* Begin GIVEN RECORDS *

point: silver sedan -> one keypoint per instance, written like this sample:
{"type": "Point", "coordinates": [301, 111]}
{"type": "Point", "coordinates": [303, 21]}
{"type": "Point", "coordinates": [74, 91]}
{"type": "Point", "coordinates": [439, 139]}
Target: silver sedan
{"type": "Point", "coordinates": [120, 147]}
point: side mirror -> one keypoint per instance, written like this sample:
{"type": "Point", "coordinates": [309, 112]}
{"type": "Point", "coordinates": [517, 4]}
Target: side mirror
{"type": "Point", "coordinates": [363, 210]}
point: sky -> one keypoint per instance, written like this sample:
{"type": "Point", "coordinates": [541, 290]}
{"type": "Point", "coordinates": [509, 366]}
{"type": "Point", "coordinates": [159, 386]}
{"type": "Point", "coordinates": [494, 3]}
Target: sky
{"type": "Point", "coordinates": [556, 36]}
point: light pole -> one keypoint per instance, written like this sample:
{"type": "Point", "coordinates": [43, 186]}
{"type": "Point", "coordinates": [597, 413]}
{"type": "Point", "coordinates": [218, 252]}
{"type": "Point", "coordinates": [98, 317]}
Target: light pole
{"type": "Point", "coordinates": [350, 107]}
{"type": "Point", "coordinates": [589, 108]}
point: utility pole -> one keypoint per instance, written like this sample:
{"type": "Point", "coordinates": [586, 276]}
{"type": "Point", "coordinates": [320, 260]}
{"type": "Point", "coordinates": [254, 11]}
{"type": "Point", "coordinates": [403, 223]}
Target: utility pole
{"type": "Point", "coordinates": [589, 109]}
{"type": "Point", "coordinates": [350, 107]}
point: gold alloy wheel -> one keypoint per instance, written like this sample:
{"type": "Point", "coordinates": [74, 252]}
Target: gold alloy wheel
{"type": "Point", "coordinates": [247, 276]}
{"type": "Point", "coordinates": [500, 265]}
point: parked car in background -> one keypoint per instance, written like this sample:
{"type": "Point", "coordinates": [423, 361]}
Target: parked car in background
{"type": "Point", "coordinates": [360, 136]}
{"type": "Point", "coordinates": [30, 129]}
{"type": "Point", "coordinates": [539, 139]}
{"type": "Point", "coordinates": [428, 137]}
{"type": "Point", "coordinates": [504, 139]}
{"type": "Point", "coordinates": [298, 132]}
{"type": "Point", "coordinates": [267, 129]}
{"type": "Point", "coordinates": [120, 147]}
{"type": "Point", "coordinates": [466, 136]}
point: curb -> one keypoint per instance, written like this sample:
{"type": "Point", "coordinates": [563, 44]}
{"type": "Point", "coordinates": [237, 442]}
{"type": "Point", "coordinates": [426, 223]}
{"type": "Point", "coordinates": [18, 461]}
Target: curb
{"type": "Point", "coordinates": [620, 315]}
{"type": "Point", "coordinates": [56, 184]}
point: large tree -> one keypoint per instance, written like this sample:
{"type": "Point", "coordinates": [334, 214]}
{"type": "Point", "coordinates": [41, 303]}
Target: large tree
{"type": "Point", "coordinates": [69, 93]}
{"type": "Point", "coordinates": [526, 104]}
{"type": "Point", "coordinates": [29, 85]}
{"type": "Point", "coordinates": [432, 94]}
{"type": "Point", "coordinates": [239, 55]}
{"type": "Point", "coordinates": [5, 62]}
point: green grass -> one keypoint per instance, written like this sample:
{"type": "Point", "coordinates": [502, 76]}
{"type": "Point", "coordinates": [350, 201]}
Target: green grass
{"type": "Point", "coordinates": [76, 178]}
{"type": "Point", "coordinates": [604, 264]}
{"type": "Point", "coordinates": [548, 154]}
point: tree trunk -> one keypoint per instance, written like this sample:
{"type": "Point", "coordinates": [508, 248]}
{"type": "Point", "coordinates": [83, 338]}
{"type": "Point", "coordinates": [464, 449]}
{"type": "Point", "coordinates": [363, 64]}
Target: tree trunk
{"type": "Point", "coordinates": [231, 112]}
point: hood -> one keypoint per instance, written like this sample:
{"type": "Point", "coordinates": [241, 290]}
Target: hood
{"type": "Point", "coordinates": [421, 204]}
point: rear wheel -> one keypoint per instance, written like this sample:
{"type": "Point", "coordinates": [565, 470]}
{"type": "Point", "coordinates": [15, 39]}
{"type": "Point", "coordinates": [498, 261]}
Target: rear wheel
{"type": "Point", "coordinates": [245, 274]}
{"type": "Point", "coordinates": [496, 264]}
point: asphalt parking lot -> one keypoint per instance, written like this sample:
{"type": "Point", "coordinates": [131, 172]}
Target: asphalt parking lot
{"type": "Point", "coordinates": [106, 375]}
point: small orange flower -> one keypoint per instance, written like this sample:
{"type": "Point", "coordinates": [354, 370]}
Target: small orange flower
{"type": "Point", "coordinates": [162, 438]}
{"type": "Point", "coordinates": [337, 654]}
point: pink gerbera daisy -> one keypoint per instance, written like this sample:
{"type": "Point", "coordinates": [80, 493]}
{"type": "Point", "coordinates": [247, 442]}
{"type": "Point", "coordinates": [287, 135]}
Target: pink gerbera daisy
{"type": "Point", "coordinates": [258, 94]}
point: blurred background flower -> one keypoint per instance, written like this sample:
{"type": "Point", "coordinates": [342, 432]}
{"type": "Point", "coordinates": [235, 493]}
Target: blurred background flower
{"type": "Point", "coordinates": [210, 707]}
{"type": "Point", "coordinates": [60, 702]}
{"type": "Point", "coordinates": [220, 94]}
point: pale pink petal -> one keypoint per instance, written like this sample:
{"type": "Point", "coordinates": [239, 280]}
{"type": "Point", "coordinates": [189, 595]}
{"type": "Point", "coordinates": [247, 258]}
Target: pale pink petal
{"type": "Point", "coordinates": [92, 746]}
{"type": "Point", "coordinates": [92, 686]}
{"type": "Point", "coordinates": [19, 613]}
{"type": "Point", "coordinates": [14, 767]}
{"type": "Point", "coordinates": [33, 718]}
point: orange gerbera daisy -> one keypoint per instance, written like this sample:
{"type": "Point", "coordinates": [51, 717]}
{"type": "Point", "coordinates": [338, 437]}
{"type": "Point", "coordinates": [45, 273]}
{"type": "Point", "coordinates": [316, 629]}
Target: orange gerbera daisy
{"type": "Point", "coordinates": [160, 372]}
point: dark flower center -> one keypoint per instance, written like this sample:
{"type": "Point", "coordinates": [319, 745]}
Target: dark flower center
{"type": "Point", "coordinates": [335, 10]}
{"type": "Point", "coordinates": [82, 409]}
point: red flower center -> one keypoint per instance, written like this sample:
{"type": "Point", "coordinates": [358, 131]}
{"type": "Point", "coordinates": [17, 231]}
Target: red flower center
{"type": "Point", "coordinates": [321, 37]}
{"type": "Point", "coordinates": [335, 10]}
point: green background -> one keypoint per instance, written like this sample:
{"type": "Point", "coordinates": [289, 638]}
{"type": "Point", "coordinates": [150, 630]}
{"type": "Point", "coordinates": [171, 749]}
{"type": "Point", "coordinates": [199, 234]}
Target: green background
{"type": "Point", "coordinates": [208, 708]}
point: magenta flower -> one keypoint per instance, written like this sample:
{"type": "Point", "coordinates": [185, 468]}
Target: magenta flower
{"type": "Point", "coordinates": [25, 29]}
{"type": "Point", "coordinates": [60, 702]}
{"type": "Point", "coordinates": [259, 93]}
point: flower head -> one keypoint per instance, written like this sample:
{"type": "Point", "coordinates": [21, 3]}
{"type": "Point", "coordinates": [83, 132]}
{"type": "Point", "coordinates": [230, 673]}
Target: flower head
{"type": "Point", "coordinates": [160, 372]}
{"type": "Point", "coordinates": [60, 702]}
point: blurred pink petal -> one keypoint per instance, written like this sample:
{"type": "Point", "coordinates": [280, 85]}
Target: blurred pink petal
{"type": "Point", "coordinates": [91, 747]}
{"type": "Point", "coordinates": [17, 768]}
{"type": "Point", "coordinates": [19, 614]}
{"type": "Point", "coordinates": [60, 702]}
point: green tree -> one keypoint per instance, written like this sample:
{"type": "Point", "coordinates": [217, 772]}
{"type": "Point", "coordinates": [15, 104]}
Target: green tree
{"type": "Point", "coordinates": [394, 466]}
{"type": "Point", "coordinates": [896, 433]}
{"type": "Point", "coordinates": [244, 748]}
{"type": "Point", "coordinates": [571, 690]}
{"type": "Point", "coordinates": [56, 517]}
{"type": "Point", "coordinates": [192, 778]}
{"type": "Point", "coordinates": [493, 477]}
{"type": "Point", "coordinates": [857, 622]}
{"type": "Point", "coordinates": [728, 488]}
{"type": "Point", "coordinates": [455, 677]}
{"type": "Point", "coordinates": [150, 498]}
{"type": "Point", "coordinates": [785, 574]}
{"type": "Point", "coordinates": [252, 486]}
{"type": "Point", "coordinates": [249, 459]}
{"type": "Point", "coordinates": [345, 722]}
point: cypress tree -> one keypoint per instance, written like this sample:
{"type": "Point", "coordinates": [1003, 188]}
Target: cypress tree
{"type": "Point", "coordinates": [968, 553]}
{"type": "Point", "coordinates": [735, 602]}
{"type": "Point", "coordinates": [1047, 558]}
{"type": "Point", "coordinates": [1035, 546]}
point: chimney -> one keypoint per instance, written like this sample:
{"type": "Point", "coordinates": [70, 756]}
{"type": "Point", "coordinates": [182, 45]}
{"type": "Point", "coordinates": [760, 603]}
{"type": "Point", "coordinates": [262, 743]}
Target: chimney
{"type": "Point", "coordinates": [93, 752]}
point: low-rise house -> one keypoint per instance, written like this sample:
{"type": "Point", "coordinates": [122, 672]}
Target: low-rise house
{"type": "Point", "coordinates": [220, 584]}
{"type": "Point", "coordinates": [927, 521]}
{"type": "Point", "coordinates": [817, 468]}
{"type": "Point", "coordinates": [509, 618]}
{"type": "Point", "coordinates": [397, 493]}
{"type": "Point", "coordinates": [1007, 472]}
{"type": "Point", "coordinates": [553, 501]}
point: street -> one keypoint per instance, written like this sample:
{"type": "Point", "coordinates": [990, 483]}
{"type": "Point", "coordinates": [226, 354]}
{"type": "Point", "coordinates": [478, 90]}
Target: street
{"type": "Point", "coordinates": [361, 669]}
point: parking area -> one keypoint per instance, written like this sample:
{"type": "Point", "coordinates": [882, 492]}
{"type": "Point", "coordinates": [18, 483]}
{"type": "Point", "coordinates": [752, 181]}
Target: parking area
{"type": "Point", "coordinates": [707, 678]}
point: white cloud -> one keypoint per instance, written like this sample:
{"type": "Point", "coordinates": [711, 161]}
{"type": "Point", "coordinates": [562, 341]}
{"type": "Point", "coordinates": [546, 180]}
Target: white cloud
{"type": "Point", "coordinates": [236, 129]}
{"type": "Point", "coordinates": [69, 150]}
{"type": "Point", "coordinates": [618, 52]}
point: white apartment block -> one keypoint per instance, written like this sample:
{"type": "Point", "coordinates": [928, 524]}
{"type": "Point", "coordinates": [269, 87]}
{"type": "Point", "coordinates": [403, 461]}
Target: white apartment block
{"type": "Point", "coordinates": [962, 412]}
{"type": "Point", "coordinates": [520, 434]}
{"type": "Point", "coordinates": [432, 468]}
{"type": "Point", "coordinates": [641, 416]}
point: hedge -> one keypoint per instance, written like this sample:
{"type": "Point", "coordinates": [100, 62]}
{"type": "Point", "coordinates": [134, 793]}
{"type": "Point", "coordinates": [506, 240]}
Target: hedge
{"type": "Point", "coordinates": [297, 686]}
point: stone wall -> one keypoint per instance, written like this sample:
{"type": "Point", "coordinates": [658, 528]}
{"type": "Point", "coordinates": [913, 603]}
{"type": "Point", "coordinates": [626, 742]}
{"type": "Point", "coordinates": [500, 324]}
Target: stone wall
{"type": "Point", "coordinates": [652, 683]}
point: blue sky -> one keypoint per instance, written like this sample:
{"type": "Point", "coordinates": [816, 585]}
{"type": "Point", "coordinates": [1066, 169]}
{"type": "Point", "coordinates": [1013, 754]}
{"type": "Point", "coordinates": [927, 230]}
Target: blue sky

* End GIVEN RECORDS *

## EXERCISE DETAILS
Reproduce the records above exactly, starting at their first line and ending with the line that contains "Target: silver sedan", with both of those lines included.

## EXERCISE RESPONSE
point: silver sedan -> one keypoint per instance, written like this sample:
{"type": "Point", "coordinates": [301, 111]}
{"type": "Point", "coordinates": [303, 21]}
{"type": "Point", "coordinates": [74, 91]}
{"type": "Point", "coordinates": [439, 139]}
Target: silver sedan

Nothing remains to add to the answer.